- INSTRUCCIÓN 1
Según el texto sobre la nacionalización de YPF, ¿qué sostenía la presidenta con mano trémula en el momento del anuncio?
- INSTRUCCIÓN 2
Reproduzca el pasaje del texto sobre la nacionalización de YPF que va desde "La semana que" hasta "entre sus manos.", cambiando "tubo de ensayo" por "frasco".
- INSTRUCCIÓN 3
Prosiga el texto sobre la nacionalización de YPF a partir de su última oración.
#### TEXTO DADO
La semana que termina se podría resumir en
dos momentos determinados que simbolizan el momento histórico por el que
atraviesa la Argentina de hoy con sus grandezas y sus mezquindades
políticas. El primero es el de la presidenta de la Nación, Cristina
Fernández, sosteniendo con mano trémula el tubo de ensayo con petróleo
en el momento en que anunciaba la nacionalización de YPF. Son unos
segundos fecundos en los que ese hermoso temblor permite que todos
sepamos que la jefa de Estado sabe que en ese momento se está filtrando
la historia entre sus manos.
Es el gesto de una mujer valiente que es
consciente de la trascendencia que tiene su acción y, aun contra su
voluntad, lo hace saber a su pueblo. Ante ese gesto de humanidad sin
fingimientos cualquiera se da cuenta de que lo que se está jugando es
trascendental. El segundo es el instante en que el intendente de la
Ciudad de Buenos Aires, Mauricio Macri, relata el artificioso –y poco
creíble– momento en que se despertó a las 5 de la mañana y se abraza a
su hija angustiado por el futuro de su país. Aparatoso y espasmódico,
por primera vez mostró su verdadera cara: pro-privatizador, pro-empresas
trasnacionales, pro-noventista
Hace poco más de un mes escribí que uno de los dogmas que existía
para mí era que YPF debía ser nacionalizada. Reconozco que es un error
porque en política no debe haber axiomas morales ni ideológicos, sino
convicciones racionales y argumentativas, aunque estas se encuentren
cargadas de afectividades. Y si uno analiza con minuciosidad el discurso
de la presidenta se dará cuenta que no hubo grandes apelaciones
patrioteras, que no existió una puesta en escena desafiante y
chauvinista sino que apeló a una detallada argumentación desde la
racionalidad política y económica de por qué era necesario expropiar
YPF-Repsol y recuperar la “soberanía energética”, frase que puede
generar confusiones porque toda apelación a la “soberanía” conlleva una
carga subjetiva y pasional, además de su significado estrictamente
político.
########
#### DATOS PROPORCIONADOS
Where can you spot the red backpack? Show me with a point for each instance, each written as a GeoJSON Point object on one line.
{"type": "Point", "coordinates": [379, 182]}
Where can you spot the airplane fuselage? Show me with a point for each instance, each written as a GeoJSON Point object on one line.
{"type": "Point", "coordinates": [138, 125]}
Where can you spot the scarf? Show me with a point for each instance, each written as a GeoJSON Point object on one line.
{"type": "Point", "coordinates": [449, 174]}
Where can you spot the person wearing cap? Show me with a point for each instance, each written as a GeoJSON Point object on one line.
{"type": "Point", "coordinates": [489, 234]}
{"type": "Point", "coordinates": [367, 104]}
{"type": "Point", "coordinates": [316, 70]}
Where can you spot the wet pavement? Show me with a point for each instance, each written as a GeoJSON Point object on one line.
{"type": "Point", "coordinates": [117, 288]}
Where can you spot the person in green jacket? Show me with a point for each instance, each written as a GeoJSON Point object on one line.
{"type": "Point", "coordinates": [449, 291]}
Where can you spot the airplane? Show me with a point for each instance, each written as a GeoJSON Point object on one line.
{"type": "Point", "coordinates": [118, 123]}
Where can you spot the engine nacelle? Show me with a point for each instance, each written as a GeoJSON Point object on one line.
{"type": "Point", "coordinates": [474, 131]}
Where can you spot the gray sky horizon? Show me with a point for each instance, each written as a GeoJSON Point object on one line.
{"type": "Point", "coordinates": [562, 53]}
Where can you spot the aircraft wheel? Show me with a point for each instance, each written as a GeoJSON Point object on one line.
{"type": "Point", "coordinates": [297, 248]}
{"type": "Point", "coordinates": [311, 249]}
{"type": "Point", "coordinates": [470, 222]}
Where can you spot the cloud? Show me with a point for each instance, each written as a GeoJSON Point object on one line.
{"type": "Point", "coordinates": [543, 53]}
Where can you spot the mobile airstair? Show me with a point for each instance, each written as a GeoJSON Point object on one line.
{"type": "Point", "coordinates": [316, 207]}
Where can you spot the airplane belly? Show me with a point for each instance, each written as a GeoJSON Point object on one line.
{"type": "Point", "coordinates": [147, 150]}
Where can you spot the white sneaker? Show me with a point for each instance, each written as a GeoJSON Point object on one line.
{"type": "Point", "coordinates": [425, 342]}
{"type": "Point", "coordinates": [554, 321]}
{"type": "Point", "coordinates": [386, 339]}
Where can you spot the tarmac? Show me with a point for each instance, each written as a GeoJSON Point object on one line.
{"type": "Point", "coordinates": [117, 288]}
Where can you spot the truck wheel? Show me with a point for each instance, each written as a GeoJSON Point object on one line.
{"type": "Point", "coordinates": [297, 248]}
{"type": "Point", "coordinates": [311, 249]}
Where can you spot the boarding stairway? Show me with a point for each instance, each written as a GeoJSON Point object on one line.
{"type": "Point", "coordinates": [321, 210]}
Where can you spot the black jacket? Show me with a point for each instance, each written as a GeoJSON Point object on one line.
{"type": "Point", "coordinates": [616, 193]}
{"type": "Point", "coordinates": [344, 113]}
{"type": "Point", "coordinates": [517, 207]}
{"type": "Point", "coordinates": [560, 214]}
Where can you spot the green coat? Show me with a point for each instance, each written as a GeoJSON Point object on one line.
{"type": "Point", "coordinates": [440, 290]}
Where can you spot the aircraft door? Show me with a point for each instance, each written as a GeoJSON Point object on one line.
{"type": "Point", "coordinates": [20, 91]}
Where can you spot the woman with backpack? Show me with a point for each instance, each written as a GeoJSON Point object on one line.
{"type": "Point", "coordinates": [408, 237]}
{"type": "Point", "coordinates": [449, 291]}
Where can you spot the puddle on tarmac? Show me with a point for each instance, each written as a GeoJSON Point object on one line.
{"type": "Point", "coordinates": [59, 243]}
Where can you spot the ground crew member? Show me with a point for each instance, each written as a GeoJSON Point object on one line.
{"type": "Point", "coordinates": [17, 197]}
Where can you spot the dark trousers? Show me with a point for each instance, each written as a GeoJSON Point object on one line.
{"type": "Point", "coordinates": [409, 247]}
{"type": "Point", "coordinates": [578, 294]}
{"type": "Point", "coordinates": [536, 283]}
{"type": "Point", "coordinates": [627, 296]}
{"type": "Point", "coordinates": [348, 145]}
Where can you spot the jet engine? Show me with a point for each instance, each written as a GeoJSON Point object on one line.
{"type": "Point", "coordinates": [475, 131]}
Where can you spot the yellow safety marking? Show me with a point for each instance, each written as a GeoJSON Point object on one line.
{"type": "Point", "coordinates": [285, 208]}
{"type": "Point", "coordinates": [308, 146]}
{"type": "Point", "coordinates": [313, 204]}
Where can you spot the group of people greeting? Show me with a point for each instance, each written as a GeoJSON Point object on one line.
########
- RESPUESTA ESCRITA 1
Un tubo de ensayo con petróleo.

- RESPUESTA ESCRITA 2
La semana que termina se podría resumir en
dos momentos determinados que simbolizan el momento histórico por el que
atraviesa la Argentina de hoy con sus grandezas y sus mezquindades
políticas. El primero es el de la presidenta de la Nación, Cristina
Fernández, sosteniendo con mano trémula el frasco con petróleo
en el momento en que anunciaba la nacionalización de YPF. Son unos
segundos fecundos en los que ese hermoso temblor permite que todos
sepamos que la jefa de Estado sabe que en ese momento se está filtrando
la historia entre sus manos.

- RESPUESTA ESCRITA 3
A no confundirse, la presidenta ha tomado su decisión de expropiar
YPF con absoluta racionalidad. Aun cuando todas sus convicciones
ideológicas le dictaban la necesidad de hacerlo, con la carga emocional,
incluso, que conlleva esa medida, y con todo el beneficio político, en
términos de legitimidad, que puede otorgarle –no faltan ya las voces que
se escandalizan por el uso “demagógico” o “populista” de la
nacionalización–, es el cálculo de costo-beneficio el que guío la acción
de Cristina Fernández. No se trata de un arrebato irresponsable por
parte del Ejecutivo sino de una medida de extrema necesidad lógica.
Repsol –como bien explicó el apasionado Axel Kicillof en las comisiones
del Senado– realizaba un descalabro económico para la economía nacional y
profundizaba un proceso de vaciamiento de empresa que nos dejaría a los
argentinos a las puertas de un desastre hidrocarburífero. Por lo tanto,
no se trató de una cuestión dogmática o meramente ideológica sino de
una inteligente decisión tomada –con gran valentía– por la presidenta de
la Nación. El apoyo que Brasil dio a la nacionalización de YPF, por
ejemplo, demuestra que no se trata, tampoco, de una decisión aislada,
sino que está enmarcada en una política energética continental y de
mucha mayor profundidad que la que los principales analistas pueden
prever.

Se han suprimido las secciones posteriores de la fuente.